*** EXCERPTED PASSAGE ***
In her first speech upon being reappointed as Competition Commissioner, Commissioner Vestager announced that a review would be undertaken of the Commission’s Market Definition Notice (the “Notice”); the consultation on that review closed Friday, October 9th. The Notice is an important document in European competition law; it sets out the analytical framework under which the Commission decides who competes with who, a process which has determinative implications in both merger control and antitrust enforcement. The Notice is however older than most law firm trainees and clearly showing its age. Revising the Notice now can act as a release valve in response to calls for radical reforms to the merger review process in the wake of its controversial Siemen / Alstom prohibition, without regulation or treaty change, which could open a pandora’s box for the Commission. The consultation also needs to be considered in the context of a plethora of other reform initiatives to EU competition law aimed at harnessing U.S. tech giants.

As a leading voice in EU competition law, Shearman & Sterling has submitted its views to the Commission in response to the consultation. The Notice continues to provide a solid methodological framework, but clarity is needed on the issues of the day—globalization and digitalization. The Notice needs to find the delicate balance between flexibility to deal with markets across all sectors, which are evolving at different rates and legal certainty. We have also sought to focus our response on the practical elements of defining a market—it’s the day-to-day implementation of the Notice that can make or break a case—and determine how difficult the process is for businesses.

What Is the Market Definition Notice?

Defining a market is the first step the Commission takes when investigating any case, whether in merger control or antitrust enforcement. It’s a fairly rigid process to identify which products are “interchangeable or substitutable” with those that are being investigated. This definition is then used to delineate which products provide a competitive constraint and exclude those that are not considered to be competitors. Within this perimeter, the Commission calculates market shares, which it uses as an indicator of market power. This process is a key area of divergence from the U.S. process, which does not rely on this rigid structural framework step in the merger review process. In merger control, hitting the right market definition can swing a transaction from a prohibition or divestiture, towards clearance; and in antitrust cases, different market definitions can establish different scales of infringement, or in abuse of dominance cases rebut the allegation of an infringement altogether.

The Notice is a set of guidelines that aims to codify Commission practice. It sets out a step plan for the process of defining a market, explains that the viewpoint of the customer is the most important factor and identifies types of evidence the Commission will rely on.

Why Is the Commission Looking to Change the Notice Now?

The Notice was drafted based largely on the Commission’s experience enforcing the merger regulation, from its adoption in 1989 until 1997 when the Notice itself was adopted. The Merger Regulation has now been in force for 25 years, a time which has seen significant changes.
*** DATA EXCERPTS ***
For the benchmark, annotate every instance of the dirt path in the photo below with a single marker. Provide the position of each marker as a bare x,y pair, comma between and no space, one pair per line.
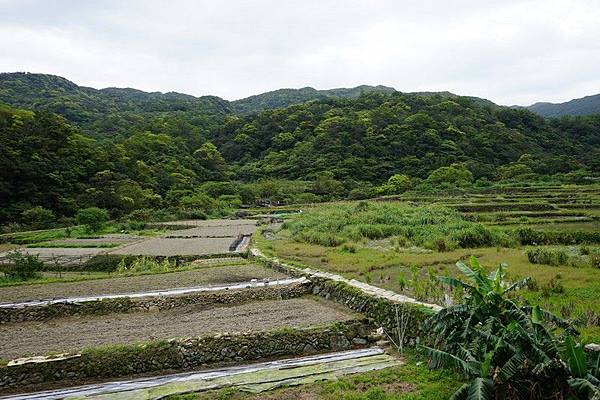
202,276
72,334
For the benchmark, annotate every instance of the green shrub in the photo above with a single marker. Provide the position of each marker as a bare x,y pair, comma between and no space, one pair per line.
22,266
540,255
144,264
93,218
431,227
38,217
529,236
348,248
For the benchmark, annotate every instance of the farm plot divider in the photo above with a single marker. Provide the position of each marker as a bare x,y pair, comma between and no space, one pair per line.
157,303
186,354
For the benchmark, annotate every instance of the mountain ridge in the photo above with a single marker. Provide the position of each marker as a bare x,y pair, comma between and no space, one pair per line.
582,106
***
*** DATA EXCERPTS ***
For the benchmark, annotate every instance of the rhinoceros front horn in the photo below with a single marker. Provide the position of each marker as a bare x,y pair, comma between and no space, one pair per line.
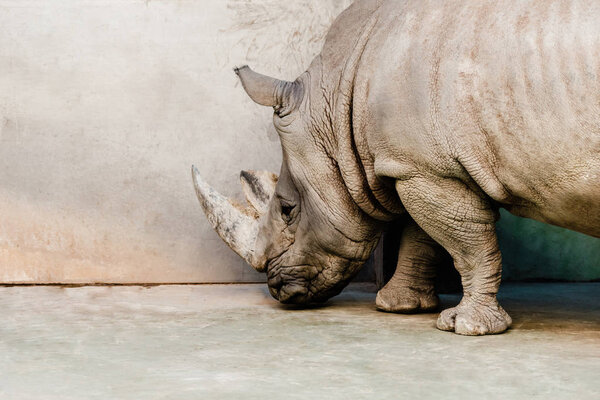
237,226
***
> WHAT TO DO:
A - Copy word for word the part of the passage on the Market Definition Notice that opens with the words containing "The Notice is a set" and closes with "the Notice Now?".
B - In the passage on the Market Definition Notice, list the three things the sentence beginning "It sets out a step plan" says the Notice does.
C - Continue the passage on the Market Definition Notice from where it ends.

> EXPECTED RESULTS:
A -
The Notice is a set of guidelines that aims to codify Commission practice. It sets out a step plan for the process of defining a market, explains that the viewpoint of the customer is the most important factor and identifies types of evidence the Commission will rely on.

Why Is the Commission Looking to Change the Notice Now?

B -
- It sets out a step plan for the process of defining a market.
- It explains that the viewpoint of the customer is the most important factor.
- It identifies types of evidence the Commission will rely on.

C -
The first widely recognized change is digitalization. The digital world abounds with markets, which do not abide by a number of base assumptions on which the Notice was drafted—many do not charge customers money, are multi-sided or run as ‘ecosystems,’ rapidly growing and converging. In her speech announcing the consultation, Commissioner Vestager noted exactly these sorts issues as reasons for considering reform of the Notice.

The second widely recognized change to the economy is globalization. Customers can now benefit not just from European markets, but from many truly global markets, with greater information flow and infrastructure (partly themselves due to digitalization) to facilitate substitution. This leads to more expansive and complicated geographic market definitions, especially when globalization has, in fact, not been symmetrical. China is a particular issue here; Chinese domestic market conditions may be very different to European, yet high levels of Chinese imports to Europe are contributing substantially to competitive outcomes within Europe.

There are other reasons why the Commission would want to reform the Notice now. It has been under pressure to reform its practices since the prohibition of Siemens / Alstom. This merger, which was widely touted as creating a ‘European champion’ that could fend off future competition from aggressive overseas (particularly Chinese) players, was prohibited by Commissioner Vestager in 2019. The prohibition drew attention and criticism from business leaders and politicians—far beyond the level of scrutiny a normal merger prohibition would invoke. This resulted in calls for the Commission to be clearer about how it assesses potential competition from non-European players (i.e., competition that was not yet showing up in imports) and how far into the future it should conduct its assessment.

What Have We Suggested in Our Response to the Consultation?

Digitalization, big tech and radical reform are definitely the topics of the day, but Commission Notices are intended to codify existing practices, not invent new rules or paradigms. We, therefore, highlight areas in the Notice where these trends need to be acknowledged, e.g., asymmetric geographic competition, competition between converging markets and how to define rapidly emerging and evolving markets. Many of our suggestions relate to identifying existing current Commission practice, which diverges from the Notice, with the aim of ensuring legal certainty and transparency for parties whilst also refocusing the Commission on (their own) best practice. That said, there are broader policy objectives to be considered.

Our suggested changes to the framework for market definition include the following:

  • Understanding time as a parameter of competition. There is currently a disconnect between the market definition—which is done today at a static point—and the forward-looking nature of merger control. This issue is particularly acute when considering evolving markets, both digital, but also traditional markets in decline where consolidation is often a normal market response to remove inefficient over-capacity. The Notice should provide for defining the market in the same time frame as it the Commission predicts the role the merged entity will play in the market; codify the elements that the Commission takes into account when considering future market developments, the evidence on which it relies, what the balance of probability will be and what sort of timeframes it will consider.
  • Clarify how competition from outside the market will be assessed. The Commission routinely undervalues the competitive constraint from outside the market it has defined, falling into a trap of considering a competitive constraint to be all or nothing. We propose a clear statement that the relevant market is the starting point from which to assess a given competition problem rather than the boundaries, plus an explicit recognition that considerable competitive pressure can come from outside the market e.g., because of converging markets.
  • Update the geographic market definition to reflect possibility of asymmetric competition. Currently, this doesn’t detail how to properly evaluate competition from imports with no reciprocal trade flow. A significant example would be imports from China—a spotlight was thrown on this issue in Tata Steel / ThyssenKrupp. The Notice as drafted provides little guidance on how this should be properly evaluated leading to an inconsistent approach and the potential for import competition to be undervalued.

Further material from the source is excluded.